◆ What the exercise asks
Please transcribe the data that follows without the pictures, keeping every word the same.

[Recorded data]
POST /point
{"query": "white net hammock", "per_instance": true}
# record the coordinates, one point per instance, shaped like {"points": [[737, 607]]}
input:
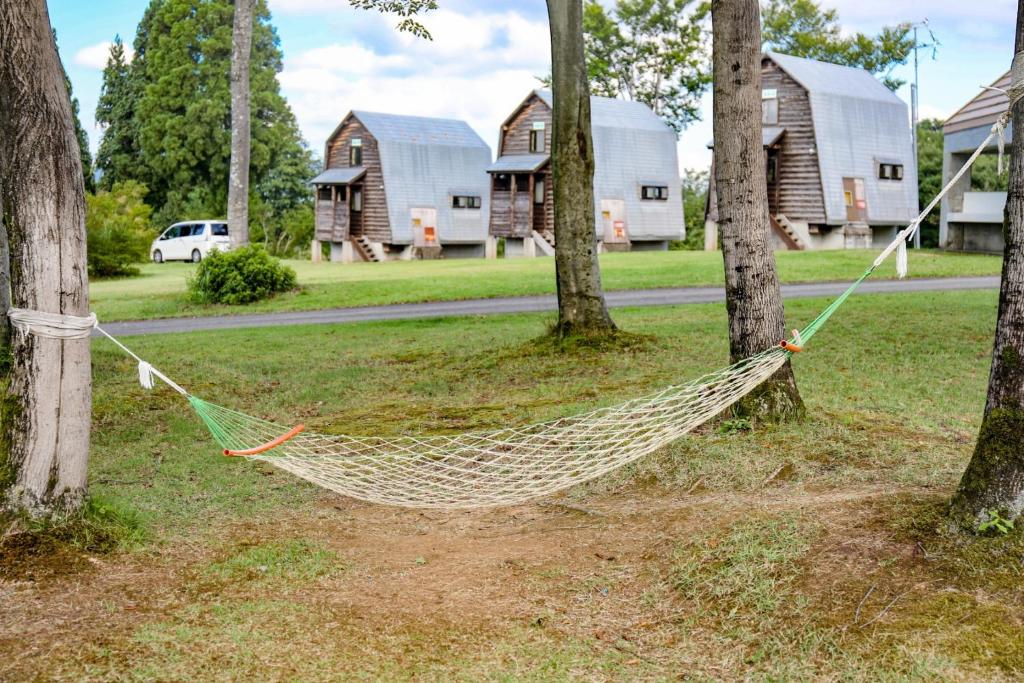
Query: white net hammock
{"points": [[503, 466]]}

◆ Response to this task
POST /point
{"query": "white net hammock", "per_instance": true}
# record the coordinates, one point per instance, shaped like {"points": [[737, 607]]}
input:
Query: white net hammock
{"points": [[503, 466]]}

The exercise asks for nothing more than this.